• _The task_
Could you repeat the entries below word for word, leaving nothing out?
--- Dataset records ---
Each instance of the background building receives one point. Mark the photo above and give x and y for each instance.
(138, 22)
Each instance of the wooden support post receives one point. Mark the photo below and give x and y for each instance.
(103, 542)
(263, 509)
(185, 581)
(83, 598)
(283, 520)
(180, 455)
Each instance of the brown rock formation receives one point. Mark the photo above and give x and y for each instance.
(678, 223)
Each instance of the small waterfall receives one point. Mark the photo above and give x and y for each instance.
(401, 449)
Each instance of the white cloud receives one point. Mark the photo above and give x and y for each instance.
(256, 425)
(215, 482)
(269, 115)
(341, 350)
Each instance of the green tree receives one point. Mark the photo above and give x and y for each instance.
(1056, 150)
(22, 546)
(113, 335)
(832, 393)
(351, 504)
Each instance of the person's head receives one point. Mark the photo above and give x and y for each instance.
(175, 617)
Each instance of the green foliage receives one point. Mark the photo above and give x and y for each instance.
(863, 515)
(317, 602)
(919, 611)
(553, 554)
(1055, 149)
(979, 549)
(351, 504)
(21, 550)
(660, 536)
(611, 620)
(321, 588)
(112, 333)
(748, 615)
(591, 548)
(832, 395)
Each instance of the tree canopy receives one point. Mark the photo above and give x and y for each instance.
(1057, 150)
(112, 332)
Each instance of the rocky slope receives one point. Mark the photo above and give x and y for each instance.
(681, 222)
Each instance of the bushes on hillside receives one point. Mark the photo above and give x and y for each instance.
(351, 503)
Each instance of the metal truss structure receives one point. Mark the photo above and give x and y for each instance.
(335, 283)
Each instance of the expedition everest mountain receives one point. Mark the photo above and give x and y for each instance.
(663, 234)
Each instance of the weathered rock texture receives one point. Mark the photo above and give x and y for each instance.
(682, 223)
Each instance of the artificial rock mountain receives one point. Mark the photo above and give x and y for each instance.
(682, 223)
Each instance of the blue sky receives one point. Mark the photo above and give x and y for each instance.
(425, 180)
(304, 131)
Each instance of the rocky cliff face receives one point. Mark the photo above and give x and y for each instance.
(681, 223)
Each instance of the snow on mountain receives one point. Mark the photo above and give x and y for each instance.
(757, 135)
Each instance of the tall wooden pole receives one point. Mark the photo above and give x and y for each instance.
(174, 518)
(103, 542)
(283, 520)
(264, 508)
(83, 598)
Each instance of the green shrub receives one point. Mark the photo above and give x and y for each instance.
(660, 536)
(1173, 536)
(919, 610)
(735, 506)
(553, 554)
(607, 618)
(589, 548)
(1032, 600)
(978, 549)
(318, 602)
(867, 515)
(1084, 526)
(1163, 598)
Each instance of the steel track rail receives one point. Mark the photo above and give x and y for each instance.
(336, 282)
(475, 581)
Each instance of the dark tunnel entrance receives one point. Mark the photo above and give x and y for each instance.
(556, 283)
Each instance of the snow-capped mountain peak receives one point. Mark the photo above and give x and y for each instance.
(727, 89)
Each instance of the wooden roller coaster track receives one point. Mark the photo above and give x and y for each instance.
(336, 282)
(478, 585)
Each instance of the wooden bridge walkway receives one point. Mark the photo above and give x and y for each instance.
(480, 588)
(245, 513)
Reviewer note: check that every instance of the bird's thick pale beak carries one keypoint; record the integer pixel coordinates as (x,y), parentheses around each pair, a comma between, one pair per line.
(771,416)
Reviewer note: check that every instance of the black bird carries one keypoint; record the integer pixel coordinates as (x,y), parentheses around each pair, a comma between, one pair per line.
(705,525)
---
• _Solution to the problem_
Each instance of the background building receives one point. Mark the photo above and give x and y for each instance.
(138, 22)
Each instance of the wooden support post receives one point. Mark the photo below and give x and y for each instance.
(103, 542)
(263, 509)
(185, 581)
(83, 598)
(283, 520)
(180, 455)
Each instance of the brown rock formation receives one point. Mark the photo above and give x and y for each instance.
(678, 223)
Each instance of the small waterfall receives one point. Mark the photo above and give x and y for each instance.
(401, 449)
Each instance of the white cloud receives one point. Mark the photo above and give x and y for each instance.
(256, 425)
(215, 482)
(269, 115)
(341, 350)
Each instance of the green tree receives one point. Mark the photo above and give x and y for each instance.
(1056, 150)
(22, 546)
(113, 335)
(832, 393)
(351, 504)
Each instance of the person's head receives one point. Mark the photo above and give x and y for each instance.
(175, 617)
Each instance of the green foliage receives one point. Mark the photo above and give x and y for each instance.
(863, 515)
(317, 602)
(919, 611)
(553, 554)
(1055, 149)
(979, 549)
(351, 504)
(21, 550)
(660, 536)
(611, 620)
(321, 588)
(112, 333)
(748, 615)
(591, 548)
(832, 395)
Each instance of the tree canopy receives one point. Mark the photo above and give x and y for each instance.
(1057, 150)
(112, 332)
Each instance of the rocky slope receives one point. Mark the photo above and give x and y for each instance.
(681, 222)
Each instance of the bushes on hillside receives one point. Mark the photo above and give x and y for each instance.
(351, 503)
Each instance of the metal truss structure receives one point. Mark the photo above and give x and y for each instance.
(335, 283)
Each instance of the expedition everest mountain receives one point. Mark the photo above and give x and y for each instance.
(663, 234)
Each instance of the weathered rock texture receives one point. Mark the photo above and give x and y for each instance.
(682, 223)
Each instance of the artificial rock mountain receives one point. Mark the photo above and give x and y for each instance.
(682, 223)
Each instance of the blue sky receives one point. Mark the photo above and give x and y for each instance.
(425, 180)
(304, 131)
Each instance of the rocky cliff face receives one point. Mark the photo above and give x and y for each instance.
(681, 223)
Each instance of the snow on mountain receives one point. Mark the photo above and give x and y for each instance.
(757, 135)
Each instance of the tall wooden pole receives one point. Mark the photo above and give x and y for each instance.
(174, 518)
(103, 542)
(283, 520)
(264, 508)
(83, 598)
Each instance of the green shrub receives one point. Mark the photo above and give x and y for each instance.
(660, 536)
(1173, 536)
(919, 610)
(735, 506)
(553, 554)
(607, 618)
(589, 548)
(1032, 600)
(978, 549)
(318, 602)
(867, 515)
(1084, 526)
(1163, 598)
Each instance of the steel track rail receives one point. Mark the photo above and give x and y for each instance.
(336, 282)
(475, 581)
Each instance of the dark tunnel entrance receives one point. Mark the photo above and give x and y for each instance.
(556, 283)
Each instance of the snow-capped mountain peak receives one point. Mark the photo above and give x and y for each instance.
(727, 89)
Each instance of the wooden roller coaster track receives one point. Mark the photo above and give x and y for each instance.
(336, 282)
(478, 585)
Each instance of the wooden bridge walkway receives one point. Mark the photo above and give x and y for each instance.
(480, 588)
(245, 513)
Reviewer note: check that every instance of the bird's thick pale beak carries one keypoint; record the integer pixel coordinates as (x,y), parentheses around each pair, a comma between, one pair per line.
(771,416)
Reviewer note: check that every instance of the black bird carries one keypoint; record the integer pixel coordinates as (x,y), parentheses around each pair, a comma between, one pair per line.
(705,525)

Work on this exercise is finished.